Pointing dataset rows
+ + + + +
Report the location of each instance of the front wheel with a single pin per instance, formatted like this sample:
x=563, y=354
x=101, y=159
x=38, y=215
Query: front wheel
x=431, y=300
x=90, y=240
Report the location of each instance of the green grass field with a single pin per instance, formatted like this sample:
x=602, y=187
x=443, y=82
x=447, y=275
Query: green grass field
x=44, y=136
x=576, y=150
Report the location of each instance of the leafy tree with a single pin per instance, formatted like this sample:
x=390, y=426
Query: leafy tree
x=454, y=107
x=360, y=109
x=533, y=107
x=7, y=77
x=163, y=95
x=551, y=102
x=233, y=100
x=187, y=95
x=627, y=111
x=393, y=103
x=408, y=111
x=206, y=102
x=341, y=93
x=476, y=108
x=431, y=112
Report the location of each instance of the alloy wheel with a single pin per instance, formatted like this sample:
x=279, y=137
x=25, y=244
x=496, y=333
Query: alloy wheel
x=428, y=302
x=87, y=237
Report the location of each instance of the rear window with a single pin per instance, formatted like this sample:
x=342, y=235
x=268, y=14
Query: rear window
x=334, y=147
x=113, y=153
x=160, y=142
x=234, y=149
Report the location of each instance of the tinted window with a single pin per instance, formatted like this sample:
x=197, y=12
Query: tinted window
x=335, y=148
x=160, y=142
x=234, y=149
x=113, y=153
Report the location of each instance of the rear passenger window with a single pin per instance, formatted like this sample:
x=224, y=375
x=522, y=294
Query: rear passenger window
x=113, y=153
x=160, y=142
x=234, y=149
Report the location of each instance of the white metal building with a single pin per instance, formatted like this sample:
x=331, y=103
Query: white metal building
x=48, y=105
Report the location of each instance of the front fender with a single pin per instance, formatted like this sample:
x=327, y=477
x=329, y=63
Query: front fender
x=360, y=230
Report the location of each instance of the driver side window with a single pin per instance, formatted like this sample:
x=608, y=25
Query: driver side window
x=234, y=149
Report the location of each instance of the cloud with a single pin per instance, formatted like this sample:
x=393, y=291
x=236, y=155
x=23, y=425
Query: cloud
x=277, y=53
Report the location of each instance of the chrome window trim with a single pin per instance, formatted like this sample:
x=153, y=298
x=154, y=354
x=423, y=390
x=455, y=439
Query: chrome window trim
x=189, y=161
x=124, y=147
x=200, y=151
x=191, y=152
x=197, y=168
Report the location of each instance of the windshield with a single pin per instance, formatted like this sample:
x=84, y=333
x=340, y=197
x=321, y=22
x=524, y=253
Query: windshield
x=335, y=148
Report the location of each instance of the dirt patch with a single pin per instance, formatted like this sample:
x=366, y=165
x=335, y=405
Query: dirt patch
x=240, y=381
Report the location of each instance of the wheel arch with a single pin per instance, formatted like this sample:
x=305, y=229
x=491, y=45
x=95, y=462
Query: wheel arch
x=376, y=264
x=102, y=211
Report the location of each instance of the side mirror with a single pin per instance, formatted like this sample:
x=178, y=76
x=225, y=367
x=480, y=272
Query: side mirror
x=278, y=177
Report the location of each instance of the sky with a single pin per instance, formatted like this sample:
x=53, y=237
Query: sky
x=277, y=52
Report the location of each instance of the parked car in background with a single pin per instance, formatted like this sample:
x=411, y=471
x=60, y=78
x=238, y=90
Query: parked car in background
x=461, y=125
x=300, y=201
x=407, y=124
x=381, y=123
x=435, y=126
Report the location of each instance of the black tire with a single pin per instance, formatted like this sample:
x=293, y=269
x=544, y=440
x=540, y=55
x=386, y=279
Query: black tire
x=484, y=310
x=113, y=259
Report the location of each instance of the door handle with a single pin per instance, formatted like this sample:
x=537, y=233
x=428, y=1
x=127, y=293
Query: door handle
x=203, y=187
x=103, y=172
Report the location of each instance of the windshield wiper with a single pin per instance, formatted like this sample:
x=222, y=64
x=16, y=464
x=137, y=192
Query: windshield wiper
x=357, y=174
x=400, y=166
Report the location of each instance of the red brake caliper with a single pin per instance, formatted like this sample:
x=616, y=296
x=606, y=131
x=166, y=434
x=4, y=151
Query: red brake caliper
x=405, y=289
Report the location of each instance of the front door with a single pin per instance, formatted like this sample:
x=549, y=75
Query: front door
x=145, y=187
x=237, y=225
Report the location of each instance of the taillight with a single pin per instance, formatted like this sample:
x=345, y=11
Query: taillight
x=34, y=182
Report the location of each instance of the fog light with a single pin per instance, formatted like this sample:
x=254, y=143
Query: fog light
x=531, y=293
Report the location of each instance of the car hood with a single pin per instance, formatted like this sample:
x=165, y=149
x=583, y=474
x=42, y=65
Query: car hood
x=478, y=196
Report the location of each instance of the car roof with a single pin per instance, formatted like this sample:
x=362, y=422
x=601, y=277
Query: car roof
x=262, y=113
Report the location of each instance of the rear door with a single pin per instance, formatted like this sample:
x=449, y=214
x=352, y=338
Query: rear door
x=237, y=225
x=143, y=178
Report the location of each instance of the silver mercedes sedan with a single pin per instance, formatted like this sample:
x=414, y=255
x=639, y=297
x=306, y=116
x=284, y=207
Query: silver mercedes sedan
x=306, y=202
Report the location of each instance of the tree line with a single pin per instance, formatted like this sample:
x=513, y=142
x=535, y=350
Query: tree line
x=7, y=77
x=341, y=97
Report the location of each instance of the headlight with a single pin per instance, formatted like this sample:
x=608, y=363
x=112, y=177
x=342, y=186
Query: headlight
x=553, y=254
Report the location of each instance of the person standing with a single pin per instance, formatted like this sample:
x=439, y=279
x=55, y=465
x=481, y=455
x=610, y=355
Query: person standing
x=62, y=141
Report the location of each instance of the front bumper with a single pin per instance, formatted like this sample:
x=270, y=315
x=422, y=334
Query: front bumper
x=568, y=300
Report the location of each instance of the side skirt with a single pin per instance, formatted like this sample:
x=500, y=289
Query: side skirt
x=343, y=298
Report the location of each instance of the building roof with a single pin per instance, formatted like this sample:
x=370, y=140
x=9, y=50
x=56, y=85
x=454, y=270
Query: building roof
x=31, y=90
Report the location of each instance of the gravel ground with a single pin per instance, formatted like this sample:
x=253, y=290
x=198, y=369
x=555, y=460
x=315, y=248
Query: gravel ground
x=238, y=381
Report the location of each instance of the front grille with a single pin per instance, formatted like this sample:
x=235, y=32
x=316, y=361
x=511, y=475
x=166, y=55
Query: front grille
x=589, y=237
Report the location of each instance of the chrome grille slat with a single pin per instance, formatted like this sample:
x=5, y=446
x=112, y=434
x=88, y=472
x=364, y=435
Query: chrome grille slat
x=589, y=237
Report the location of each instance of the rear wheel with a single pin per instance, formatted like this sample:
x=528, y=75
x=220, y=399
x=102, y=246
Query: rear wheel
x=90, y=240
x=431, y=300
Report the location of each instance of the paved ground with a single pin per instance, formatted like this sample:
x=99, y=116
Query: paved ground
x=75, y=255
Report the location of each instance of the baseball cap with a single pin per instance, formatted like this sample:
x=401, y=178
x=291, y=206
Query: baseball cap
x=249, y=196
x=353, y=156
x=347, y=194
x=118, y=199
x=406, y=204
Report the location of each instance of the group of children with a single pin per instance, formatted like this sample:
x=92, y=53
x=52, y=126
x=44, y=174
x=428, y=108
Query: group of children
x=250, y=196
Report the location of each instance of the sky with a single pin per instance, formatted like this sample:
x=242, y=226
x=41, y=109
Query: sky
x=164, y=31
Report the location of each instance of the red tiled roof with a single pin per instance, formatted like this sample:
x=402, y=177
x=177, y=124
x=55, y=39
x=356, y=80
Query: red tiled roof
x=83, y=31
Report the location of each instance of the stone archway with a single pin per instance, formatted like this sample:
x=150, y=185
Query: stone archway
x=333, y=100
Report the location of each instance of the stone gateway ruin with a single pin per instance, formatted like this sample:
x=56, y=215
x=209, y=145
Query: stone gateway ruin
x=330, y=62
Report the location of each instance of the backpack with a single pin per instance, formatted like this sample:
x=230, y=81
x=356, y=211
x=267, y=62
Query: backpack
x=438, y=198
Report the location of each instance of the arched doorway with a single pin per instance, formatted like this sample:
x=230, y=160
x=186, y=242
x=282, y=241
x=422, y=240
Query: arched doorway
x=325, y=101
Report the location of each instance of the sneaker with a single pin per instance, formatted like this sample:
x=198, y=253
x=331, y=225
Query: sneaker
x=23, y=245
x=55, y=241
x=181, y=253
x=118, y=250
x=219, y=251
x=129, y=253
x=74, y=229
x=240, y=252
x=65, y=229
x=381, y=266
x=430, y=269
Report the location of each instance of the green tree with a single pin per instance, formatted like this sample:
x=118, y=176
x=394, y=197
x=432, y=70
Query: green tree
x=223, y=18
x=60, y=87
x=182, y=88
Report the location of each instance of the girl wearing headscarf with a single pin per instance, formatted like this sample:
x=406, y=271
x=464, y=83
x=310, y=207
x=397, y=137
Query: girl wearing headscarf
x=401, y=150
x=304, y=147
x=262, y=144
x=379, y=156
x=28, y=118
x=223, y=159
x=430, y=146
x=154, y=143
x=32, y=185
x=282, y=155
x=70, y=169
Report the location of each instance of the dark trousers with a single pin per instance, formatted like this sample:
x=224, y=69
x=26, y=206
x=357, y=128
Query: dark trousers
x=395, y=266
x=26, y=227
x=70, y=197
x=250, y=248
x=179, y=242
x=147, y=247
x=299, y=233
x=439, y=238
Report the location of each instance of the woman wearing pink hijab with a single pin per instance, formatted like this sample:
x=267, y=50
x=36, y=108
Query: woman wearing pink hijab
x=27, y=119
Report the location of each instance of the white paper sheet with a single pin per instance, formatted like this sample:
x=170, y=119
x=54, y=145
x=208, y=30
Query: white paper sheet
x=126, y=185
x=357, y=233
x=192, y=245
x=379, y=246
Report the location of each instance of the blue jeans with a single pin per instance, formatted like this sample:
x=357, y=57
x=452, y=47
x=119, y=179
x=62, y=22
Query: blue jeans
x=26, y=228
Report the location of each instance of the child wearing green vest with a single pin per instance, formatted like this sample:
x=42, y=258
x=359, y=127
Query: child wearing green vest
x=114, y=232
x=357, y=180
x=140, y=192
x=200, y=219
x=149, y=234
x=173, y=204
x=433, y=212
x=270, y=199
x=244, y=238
+ + + + +
Copy the stretch from the line containing "Report the location of each instance of the gravel" through the line containing "x=333, y=100", swapping "baseball cap" for "sun hat" and leaving everything else the same.

Report the location of each instance of the gravel ground with a single pin per instance, formatted like this sample:
x=253, y=290
x=198, y=369
x=555, y=460
x=315, y=248
Query: gravel ground
x=238, y=381
Report the location of each instance of the front grille with a single pin per instance, formatted like this sample:
x=235, y=32
x=316, y=361
x=511, y=475
x=166, y=55
Query: front grille
x=589, y=237
Report the location of each instance of the chrome grille slat with a single pin per instance, formatted like this sample:
x=5, y=446
x=112, y=434
x=88, y=472
x=364, y=435
Query: chrome grille slat
x=589, y=237
Report the location of each instance of the rear wheel with a single pin per instance, formatted like this sample:
x=528, y=75
x=220, y=399
x=102, y=246
Query: rear wheel
x=90, y=240
x=431, y=300
Report the location of each instance of the paved ground with a single pin per instance, formatted like this sample:
x=99, y=116
Query: paved ground
x=75, y=255
Report the location of each instance of the sun hat with a single pin per instance, formatted like this sample:
x=401, y=178
x=291, y=206
Query: sun hat
x=249, y=196
x=353, y=156
x=347, y=194
x=118, y=199
x=406, y=204
Report the location of each instance of the group of children with a single pin per instance, formatted like this sample:
x=92, y=53
x=52, y=126
x=44, y=174
x=428, y=108
Query: group of children
x=250, y=196
Report the location of each instance of the sky with a single pin per instance, formatted like this sample:
x=242, y=226
x=41, y=109
Query: sky
x=164, y=31
Report the location of each instance of the red tiled roof with a single pin per instance, formatted like this sample:
x=402, y=177
x=177, y=124
x=55, y=39
x=356, y=80
Query: red tiled roof
x=83, y=31
Report the location of each instance of the stone archway with a single pin per instance, formatted like this sample:
x=150, y=185
Query: stone archway
x=333, y=100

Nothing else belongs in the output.